• ИСХОДНЫЙ ТЕКСТ:
= = = =
На следующий день, когда пришла пора расставаться, Аза и Маша заплакали. Рамазан и Ибрагим молча жали друг другу руки. Батраз и Дана обменивались телефонами. Скорее всего, они уже не увидятся — слишком мала вероятность, что они попадут в следующий лагерь. Организаторы говорят, что надо дать возможность другим детям поучаствовать в этой программе.
Но еще несколько месяцев после этого лагеря Осетию и Ингушетию будут объединять звонки этих детей. Затихнут они или станут обычным делом — зависит уже не от этих детей, а от тех, кто их окружает на родине.
"Здесь все решают только личные контакты"
Глава офиса ЮНИСЕФ на Северном Кавказе Рашед Мустафа рассказал Ольге Алленовой об особенностях работы иностранных организаций в этом регионе.
— Война в Чечне изменила Кавказ — появились проблемы с восприятием чеченцев в других республиках, а в Чечне изменилось отношение к русским, дагестанцам, осетинам. Но ЮНИСЕФ начал свою программу миротворчества на Кавказе только после Беслана. Почему?
— После Беслана те процессы, о которых вы говорите, стали протекать более стремительно. Отношения между осетинами и ингушами обострились. И нам показалось очень важным начать реализацию программы миротворчества и толерантности в регионе, где толерантность — большая проблема. Миротворческие лагеря — это как раз часть этой общей программы. Этим летом мы организовали совместно с правительствами северокавказских республик пять миротворческих лагерей в Северной Осетии, Ингушетии, Кабардино-Балкарии и Дагестане. В следующем году мы надеемся присоединить к этим проектам Карачаево-Черкесию и Ставропольский край.
= = = =
• ФРАГМЕНТ ДАННЫХ:
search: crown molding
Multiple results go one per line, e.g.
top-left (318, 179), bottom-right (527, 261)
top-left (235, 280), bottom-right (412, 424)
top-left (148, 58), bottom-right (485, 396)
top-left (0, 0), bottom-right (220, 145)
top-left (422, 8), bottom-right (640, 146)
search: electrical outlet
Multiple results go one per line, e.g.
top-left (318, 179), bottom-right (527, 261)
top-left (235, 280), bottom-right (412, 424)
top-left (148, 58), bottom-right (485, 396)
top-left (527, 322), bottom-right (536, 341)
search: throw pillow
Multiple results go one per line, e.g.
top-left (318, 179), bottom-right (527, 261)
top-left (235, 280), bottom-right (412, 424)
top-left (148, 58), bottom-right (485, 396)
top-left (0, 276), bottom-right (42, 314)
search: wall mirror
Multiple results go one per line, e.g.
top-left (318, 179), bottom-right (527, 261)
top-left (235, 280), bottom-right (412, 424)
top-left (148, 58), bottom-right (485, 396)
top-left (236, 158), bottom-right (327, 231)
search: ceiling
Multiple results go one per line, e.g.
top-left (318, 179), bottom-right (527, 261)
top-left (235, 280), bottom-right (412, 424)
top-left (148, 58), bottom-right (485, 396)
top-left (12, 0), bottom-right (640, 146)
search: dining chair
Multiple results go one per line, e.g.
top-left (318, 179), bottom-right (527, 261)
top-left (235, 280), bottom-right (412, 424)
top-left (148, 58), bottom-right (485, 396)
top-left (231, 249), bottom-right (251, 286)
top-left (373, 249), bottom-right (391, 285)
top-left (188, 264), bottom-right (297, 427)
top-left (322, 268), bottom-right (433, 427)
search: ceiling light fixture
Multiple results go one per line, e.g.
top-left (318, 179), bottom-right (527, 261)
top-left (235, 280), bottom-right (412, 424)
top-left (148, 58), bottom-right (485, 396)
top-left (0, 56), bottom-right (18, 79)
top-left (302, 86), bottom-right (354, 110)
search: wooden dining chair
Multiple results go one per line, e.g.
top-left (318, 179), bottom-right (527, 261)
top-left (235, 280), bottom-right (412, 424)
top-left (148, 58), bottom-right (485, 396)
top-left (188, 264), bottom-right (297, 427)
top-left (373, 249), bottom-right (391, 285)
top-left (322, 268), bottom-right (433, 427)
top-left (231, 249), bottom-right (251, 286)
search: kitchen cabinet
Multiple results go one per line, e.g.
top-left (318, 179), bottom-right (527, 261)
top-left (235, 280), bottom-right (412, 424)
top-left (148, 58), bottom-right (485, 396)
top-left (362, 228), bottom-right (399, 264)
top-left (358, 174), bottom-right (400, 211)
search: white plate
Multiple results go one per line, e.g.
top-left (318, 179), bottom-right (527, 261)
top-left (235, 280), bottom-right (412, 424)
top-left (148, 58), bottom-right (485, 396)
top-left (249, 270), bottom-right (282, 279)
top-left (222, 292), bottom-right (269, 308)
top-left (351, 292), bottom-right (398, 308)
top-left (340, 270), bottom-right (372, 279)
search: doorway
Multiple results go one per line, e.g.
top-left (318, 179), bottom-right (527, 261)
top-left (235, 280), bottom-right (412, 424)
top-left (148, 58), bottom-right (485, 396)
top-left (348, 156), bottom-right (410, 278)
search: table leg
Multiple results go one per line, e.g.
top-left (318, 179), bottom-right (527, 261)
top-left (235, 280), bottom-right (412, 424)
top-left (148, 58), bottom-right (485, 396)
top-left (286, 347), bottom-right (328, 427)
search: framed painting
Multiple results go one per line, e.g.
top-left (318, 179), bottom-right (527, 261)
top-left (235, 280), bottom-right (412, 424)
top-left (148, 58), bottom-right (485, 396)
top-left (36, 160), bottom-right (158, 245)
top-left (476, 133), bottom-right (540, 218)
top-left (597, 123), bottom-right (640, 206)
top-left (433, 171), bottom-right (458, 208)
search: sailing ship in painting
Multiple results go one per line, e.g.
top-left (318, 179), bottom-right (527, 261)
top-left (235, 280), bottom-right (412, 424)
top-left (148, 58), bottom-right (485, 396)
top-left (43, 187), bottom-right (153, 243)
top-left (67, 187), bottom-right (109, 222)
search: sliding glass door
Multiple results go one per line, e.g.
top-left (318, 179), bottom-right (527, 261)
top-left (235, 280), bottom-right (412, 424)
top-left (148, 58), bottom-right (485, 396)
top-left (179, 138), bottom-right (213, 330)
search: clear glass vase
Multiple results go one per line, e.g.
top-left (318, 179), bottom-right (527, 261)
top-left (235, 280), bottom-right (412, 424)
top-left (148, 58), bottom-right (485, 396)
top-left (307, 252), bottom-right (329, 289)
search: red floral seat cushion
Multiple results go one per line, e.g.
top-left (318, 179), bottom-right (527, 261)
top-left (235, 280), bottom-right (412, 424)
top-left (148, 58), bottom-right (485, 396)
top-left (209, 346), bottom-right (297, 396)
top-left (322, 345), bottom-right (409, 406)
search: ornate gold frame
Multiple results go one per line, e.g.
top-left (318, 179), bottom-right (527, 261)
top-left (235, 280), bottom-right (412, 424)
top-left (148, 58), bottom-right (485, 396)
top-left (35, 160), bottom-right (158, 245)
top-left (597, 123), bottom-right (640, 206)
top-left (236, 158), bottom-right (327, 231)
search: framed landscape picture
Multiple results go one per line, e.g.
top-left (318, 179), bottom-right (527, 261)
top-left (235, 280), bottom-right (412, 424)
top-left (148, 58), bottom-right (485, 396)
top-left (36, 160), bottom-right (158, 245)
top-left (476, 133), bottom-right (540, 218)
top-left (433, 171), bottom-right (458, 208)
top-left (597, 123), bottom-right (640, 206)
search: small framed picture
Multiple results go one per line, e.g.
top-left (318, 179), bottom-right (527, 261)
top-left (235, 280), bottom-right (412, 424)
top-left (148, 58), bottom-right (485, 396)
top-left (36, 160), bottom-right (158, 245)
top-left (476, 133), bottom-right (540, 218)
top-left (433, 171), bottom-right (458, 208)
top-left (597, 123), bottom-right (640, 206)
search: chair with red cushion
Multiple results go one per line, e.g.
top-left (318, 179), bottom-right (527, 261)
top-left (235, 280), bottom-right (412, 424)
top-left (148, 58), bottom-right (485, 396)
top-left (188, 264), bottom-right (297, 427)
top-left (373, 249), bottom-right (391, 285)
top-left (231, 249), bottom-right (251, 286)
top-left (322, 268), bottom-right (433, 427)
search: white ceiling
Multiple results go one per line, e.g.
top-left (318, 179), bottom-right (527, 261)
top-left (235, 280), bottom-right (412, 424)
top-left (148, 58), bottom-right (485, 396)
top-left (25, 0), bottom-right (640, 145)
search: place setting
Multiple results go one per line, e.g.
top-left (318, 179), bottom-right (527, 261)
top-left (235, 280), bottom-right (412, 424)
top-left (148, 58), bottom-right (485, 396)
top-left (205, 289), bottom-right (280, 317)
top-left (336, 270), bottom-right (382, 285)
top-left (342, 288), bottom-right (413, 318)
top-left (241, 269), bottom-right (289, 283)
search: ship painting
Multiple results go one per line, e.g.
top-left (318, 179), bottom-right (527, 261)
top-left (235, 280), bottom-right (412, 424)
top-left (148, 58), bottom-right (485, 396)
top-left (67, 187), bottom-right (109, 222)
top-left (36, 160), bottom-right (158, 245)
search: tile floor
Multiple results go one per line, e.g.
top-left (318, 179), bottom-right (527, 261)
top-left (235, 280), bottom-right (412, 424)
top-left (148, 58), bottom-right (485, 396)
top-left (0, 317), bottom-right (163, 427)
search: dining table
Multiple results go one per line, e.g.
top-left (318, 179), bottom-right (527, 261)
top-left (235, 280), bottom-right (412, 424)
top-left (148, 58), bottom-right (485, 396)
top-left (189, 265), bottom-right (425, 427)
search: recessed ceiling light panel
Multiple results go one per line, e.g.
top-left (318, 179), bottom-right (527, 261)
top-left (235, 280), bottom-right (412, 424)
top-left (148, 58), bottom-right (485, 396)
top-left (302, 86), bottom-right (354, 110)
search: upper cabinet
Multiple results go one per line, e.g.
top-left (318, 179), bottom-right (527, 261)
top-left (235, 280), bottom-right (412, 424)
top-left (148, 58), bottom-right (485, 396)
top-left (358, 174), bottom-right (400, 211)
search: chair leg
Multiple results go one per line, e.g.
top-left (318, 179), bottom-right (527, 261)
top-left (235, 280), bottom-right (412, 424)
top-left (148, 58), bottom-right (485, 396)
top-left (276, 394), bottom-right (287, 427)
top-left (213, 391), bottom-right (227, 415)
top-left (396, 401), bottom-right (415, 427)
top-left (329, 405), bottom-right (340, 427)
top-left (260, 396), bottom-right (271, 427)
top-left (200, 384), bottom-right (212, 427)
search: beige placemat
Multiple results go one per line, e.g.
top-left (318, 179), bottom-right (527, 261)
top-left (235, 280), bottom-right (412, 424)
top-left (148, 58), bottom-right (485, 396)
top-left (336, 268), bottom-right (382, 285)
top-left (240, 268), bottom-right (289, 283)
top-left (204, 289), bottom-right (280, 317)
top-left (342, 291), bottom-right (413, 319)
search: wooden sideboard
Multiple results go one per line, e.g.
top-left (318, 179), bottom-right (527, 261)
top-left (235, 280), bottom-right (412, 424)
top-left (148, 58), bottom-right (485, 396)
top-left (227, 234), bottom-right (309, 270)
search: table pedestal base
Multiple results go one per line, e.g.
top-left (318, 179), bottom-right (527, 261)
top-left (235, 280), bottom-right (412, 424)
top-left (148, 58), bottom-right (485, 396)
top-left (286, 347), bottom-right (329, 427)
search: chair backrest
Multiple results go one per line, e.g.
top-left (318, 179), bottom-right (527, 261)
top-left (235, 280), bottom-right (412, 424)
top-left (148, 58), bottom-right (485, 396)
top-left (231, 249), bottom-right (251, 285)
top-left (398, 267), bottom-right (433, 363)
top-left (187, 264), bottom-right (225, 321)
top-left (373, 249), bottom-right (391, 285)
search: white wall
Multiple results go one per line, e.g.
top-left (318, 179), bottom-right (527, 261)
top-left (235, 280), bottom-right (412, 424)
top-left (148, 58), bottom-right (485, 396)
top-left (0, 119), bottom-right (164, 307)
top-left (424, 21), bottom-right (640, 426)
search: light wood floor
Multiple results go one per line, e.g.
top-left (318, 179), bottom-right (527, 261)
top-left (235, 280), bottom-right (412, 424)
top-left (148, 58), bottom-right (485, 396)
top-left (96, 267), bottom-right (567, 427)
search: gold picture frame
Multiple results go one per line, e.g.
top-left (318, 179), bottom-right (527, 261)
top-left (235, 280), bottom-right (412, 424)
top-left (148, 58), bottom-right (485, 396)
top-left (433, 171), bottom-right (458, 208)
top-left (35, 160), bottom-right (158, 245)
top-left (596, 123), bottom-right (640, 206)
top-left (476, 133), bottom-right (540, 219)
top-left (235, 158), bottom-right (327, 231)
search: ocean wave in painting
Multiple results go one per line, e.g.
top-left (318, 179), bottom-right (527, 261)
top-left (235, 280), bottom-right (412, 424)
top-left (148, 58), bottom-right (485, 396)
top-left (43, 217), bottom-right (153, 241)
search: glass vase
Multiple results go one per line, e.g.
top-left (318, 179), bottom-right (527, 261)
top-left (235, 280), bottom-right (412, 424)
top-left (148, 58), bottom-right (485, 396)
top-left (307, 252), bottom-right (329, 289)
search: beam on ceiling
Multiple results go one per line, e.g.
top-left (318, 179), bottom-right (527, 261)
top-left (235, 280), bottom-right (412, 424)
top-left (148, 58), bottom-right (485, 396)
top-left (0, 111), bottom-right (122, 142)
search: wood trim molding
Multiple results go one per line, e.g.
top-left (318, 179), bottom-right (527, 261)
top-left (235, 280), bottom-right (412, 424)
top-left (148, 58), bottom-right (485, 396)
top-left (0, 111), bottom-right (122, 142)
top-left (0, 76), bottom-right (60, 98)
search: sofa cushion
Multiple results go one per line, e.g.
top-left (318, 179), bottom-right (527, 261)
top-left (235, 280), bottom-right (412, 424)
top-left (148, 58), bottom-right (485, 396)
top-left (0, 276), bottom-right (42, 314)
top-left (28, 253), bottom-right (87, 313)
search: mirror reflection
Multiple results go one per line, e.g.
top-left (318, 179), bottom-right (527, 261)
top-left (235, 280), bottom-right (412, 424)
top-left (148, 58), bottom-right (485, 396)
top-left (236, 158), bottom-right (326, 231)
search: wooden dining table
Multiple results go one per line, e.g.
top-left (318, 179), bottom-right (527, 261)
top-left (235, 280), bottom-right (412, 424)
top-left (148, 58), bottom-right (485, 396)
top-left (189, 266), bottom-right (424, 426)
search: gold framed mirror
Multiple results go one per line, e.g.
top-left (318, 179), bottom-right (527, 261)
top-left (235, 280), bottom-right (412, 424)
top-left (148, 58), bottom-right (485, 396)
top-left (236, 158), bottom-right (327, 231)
= = = =
• ЗАДАНИЕ 1: Переведите на английский язык предложение из текста о миротворческих лагерях: «Рамазан и Ибрагим молча жали друг другу руки.»
• ЗАДАНИЕ 2: Сколько миротворческих лагерей, согласно тексту о миротворческих лагерях, ЮНИСЕФ организовал этим летом совместно с правительствами северокавказских республик?

• ИТОГОВЫЙ ОТВЕТ 1: Ramazan and Ibragim silently shook hands.

• ИТОГОВЫЙ ОТВЕТ 2: Пять лагерей.